## PAGE TEXT
----------

But sheer size and scope guarantee little, especially for an operation that is untested on this scale, and the next three weeks will determine whether Obama's approach will become a model for future campaigns or yet another example of how not to do it.
The campaign faces no shortage of challenges. It must meet its ambitious goals for voter contacts -- with repeat visits to undecided and first-time voters -- while being careful not to turn people off by being overly persistent. Though it relies on homegrown backers, it must still incorporate thousands of out-of-state volunteers. And above all, its foot soldiers must make the case for a candidate who remains an unknown to many would-be supporters.
Jane Goodman, a city council member in South Euclid, Ohio, who is leading the Obama effort in her ward, said she has never seen such a grass-roots push in her Cleveland suburb of Jewish voters, Russian immigrants and African Americans. But she has also never seen such a need for it.

----------

## DIRECTION A
Answer these questions about the campaign text:
(i) How many weeks will determine whether Obama's approach becomes a model for future campaigns?
(ii) Besides homegrown backers, whom must the campaign still incorporate?
(iii) In which city is Jane Goodman a city council member?

[Point annotation records]
----------

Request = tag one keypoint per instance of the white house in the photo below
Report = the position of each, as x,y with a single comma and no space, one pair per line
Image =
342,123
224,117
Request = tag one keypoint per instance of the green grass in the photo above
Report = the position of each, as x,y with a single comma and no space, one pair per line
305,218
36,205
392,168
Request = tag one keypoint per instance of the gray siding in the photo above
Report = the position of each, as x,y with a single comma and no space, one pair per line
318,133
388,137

----------

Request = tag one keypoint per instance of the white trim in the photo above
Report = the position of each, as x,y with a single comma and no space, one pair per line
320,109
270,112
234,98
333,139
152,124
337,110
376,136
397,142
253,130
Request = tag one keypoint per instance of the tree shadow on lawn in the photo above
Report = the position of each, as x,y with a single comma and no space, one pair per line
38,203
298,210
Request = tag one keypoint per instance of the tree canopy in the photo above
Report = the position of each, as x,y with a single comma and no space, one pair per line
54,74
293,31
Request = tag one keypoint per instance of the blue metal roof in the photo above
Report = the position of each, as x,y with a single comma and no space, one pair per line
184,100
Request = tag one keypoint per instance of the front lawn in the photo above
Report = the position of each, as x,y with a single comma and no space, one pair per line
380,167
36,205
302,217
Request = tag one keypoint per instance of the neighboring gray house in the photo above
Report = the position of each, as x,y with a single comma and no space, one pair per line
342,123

----------

## DIRECTION B
Report every line of the records that contains the word "white".

## COMPLETE OUTPUT A
(i) Three weeks.
(ii) Thousands of out-of-state volunteers.
(iii) South Euclid, Ohio.

## COMPLETE OUTPUT B
Request = tag one keypoint per instance of the white house in the photo below
Request = tag one keypoint per instance of the white trim in the photo above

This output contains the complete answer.